QUESTIONS TO ANSWER -
**1.** In the ECB news item below, what interest rate is a 50 basis point cut expected from?
**2.** Summarize the ECB news item below in two sentences.

EXTRACT TO READ -

Segment Open

The euro zone economy has yet to feel the full impact of 175 basis points in rate cuts, and future monetary policy decisions will rest on price stability, Gonzalez-Paramo said in an opinion piece in Spain's Expansion newspaper.
"This room for manoeuvre to act, which is always necessary at every moment, has been created by the solid anchor on medium term inflation expectations," Gonzalez-Paramo wrote.
The ECB will continue to set monetary policy "orientated towards its credibility in guaranteeing medium term price stability," he said.
The ECB meets to discuss rates on Jan. 15. Markets have
priced in a 50 basis point cut from the current 2.5 percent,
with some investors betting on a 75 basis point move after the
last such reduction in December.
Gonzalez-Paramo said rate cuts, liquidity operations and inter-government cooperation had prevented a financial collapse, but markets still lacked confidence.
"The lack of confidence is due to uncertainty over the strength of financial institutions and their ability to resist new shocks," Gonzalez-Paramo wrote.

Segment Closed

GIVEN MATERIAL -
Segment Open

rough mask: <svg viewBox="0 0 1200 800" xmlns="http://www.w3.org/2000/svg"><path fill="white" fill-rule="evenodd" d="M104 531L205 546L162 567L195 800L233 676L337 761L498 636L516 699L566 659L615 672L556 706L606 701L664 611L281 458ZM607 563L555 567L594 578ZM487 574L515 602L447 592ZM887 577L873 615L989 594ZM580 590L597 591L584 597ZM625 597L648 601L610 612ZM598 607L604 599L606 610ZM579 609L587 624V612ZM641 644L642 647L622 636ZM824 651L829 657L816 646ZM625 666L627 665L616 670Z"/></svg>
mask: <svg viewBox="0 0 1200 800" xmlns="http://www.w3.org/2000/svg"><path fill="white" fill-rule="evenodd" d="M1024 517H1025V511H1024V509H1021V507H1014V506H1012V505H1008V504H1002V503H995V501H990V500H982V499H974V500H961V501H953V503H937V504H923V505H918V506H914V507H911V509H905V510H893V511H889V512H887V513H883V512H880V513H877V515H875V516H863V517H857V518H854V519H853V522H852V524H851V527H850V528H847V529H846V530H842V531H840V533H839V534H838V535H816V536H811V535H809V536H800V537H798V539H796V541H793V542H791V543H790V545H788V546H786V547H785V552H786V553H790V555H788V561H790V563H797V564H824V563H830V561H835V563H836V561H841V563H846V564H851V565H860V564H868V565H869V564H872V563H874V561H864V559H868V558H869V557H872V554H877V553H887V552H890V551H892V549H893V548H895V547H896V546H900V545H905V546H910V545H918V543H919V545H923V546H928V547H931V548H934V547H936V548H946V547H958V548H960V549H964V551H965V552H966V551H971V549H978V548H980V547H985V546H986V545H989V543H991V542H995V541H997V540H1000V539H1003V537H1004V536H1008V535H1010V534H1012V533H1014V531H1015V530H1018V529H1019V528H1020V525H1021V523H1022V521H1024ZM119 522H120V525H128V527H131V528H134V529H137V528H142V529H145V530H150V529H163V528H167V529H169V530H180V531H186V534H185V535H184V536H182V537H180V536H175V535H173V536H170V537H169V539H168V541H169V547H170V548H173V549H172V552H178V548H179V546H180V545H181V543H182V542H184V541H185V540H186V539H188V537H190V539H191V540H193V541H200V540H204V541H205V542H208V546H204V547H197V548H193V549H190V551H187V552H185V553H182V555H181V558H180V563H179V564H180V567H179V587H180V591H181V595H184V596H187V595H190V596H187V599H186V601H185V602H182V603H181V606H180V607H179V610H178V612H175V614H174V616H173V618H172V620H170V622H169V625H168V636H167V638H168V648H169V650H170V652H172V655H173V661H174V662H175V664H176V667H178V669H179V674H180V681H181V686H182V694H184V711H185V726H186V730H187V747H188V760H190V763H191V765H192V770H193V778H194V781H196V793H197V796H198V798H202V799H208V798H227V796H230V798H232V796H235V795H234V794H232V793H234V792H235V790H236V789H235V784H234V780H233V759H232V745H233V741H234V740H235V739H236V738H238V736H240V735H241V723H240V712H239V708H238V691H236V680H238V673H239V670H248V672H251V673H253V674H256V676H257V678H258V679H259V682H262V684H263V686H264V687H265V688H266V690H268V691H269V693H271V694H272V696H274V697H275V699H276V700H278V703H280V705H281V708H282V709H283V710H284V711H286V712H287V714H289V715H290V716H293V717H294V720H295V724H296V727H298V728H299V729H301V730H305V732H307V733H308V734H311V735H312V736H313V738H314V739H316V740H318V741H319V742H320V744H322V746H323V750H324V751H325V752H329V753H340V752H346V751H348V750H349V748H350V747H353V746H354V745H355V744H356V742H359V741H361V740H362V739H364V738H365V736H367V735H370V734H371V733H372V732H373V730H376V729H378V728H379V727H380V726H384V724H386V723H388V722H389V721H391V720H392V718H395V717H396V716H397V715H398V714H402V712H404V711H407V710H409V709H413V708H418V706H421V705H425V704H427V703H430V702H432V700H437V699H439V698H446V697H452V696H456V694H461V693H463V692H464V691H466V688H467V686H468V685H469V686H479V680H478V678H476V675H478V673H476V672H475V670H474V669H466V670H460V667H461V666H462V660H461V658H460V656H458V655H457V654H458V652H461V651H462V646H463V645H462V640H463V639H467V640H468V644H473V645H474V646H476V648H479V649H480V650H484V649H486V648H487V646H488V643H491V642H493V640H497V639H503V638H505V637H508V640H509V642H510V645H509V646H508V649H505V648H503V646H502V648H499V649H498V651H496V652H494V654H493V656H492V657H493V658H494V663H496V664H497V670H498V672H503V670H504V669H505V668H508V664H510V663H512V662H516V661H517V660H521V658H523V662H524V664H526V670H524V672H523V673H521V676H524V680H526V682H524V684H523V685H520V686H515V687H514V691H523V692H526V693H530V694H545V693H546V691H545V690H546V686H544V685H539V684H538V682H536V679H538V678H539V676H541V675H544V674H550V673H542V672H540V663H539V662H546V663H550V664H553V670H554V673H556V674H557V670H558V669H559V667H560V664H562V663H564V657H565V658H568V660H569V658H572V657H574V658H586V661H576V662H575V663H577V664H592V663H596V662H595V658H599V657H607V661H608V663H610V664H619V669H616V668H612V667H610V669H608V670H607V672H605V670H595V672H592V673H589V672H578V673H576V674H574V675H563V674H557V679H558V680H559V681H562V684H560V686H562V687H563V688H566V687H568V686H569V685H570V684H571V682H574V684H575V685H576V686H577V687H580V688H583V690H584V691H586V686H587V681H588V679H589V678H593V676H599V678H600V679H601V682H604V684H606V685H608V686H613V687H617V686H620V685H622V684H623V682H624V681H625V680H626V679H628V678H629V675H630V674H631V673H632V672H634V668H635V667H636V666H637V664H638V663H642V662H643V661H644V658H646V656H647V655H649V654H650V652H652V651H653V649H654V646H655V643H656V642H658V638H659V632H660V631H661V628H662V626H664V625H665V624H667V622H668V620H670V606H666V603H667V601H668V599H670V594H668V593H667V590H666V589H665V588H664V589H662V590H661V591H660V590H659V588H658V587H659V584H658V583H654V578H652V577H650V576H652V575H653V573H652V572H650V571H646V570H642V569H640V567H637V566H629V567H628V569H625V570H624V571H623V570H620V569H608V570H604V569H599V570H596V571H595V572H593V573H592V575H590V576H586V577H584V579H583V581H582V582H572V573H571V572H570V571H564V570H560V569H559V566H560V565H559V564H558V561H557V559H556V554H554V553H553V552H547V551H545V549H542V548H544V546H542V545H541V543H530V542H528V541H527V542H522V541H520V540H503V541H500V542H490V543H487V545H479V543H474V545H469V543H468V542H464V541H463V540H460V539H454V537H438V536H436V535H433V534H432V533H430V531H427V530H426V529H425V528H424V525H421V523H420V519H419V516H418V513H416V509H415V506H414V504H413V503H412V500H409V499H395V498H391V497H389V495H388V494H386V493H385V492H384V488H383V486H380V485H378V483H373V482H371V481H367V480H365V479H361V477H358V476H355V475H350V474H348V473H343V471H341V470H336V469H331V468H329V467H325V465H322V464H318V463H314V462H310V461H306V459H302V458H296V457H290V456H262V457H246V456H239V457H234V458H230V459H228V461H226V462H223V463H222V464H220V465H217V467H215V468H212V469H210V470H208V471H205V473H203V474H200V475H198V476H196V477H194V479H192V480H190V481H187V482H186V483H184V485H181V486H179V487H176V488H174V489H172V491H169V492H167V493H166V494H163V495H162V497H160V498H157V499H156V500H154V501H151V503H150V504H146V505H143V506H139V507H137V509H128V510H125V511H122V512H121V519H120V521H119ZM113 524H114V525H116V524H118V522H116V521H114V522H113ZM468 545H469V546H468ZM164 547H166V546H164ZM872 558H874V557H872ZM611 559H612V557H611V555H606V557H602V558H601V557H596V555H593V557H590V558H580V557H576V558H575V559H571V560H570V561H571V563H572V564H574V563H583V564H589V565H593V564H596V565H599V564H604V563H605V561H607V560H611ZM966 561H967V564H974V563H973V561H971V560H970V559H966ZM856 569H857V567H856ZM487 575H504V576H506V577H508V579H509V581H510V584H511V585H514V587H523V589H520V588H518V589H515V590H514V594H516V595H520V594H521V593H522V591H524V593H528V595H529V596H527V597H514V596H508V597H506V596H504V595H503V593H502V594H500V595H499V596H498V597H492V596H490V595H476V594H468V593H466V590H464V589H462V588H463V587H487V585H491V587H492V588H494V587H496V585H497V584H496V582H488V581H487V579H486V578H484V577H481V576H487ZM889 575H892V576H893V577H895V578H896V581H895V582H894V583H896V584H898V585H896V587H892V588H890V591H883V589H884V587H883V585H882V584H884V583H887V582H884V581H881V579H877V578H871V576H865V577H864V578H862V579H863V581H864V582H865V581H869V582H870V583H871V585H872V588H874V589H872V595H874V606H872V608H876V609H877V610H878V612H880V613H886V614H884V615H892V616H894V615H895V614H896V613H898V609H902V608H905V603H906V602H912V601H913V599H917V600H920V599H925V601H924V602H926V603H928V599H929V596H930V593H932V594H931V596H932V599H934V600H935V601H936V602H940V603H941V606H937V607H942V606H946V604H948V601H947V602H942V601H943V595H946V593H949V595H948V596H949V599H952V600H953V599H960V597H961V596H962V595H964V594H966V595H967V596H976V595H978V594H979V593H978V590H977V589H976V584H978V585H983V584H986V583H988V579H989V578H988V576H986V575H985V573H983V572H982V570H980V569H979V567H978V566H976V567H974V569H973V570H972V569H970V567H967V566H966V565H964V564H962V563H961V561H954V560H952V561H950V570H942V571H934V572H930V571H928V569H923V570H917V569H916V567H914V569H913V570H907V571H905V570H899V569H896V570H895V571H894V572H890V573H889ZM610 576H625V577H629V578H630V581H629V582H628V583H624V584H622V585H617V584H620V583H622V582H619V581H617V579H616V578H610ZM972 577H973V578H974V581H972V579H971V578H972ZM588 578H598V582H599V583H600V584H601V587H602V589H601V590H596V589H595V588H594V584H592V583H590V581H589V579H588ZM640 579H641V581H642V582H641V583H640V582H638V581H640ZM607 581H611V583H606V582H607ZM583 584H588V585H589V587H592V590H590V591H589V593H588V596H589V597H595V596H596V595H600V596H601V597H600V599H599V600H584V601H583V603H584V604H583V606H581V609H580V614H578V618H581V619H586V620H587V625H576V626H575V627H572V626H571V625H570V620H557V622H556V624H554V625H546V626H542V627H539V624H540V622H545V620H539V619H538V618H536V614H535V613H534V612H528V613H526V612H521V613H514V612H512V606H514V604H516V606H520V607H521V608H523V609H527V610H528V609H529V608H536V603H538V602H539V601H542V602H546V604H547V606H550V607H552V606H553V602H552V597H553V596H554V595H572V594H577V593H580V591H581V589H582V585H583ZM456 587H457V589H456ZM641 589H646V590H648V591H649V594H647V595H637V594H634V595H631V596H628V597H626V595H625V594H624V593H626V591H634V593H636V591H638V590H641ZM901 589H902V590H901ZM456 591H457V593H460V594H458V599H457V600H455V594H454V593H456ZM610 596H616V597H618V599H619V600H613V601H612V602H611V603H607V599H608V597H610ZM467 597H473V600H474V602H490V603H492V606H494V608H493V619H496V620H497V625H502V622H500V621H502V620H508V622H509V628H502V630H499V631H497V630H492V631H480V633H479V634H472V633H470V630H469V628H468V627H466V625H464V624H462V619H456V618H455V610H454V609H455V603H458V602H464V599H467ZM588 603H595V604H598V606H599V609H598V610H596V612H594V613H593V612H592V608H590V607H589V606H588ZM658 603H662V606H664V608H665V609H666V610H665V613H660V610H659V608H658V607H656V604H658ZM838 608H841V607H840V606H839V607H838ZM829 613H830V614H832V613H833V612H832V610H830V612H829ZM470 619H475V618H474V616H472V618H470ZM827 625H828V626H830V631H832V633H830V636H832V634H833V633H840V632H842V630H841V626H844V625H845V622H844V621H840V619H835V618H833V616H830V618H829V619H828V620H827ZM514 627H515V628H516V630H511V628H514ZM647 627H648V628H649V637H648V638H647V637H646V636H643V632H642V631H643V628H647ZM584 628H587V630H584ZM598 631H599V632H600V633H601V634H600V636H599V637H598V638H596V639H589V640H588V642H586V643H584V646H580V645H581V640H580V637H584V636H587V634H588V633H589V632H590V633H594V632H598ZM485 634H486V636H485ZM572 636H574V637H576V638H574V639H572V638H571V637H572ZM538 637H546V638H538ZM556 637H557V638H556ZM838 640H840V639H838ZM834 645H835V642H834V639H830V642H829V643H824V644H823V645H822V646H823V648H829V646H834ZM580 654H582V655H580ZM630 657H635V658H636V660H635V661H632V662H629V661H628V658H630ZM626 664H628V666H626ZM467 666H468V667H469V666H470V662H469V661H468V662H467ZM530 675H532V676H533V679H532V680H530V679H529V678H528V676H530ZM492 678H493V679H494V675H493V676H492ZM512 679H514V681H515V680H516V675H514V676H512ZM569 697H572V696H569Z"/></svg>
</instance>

Segment Closed

TASK RESPONSES -
**1.** The current 2.5 percent.

**2.** In an opinion piece in Spain's Expansion newspaper, Gonzalez-Paramo wrote that the euro zone economy has yet to feel the full impact of 175 basis points in rate cuts and that future ECB decisions will rest on price stability, with room to act created by anchored medium-term inflation expectations. He said rate cuts, liquidity operations and inter-government cooperation had prevented a financial collapse, but markets still lacked confidence because of uncertainty over the strength of financial institutions and their ability to resist new shocks.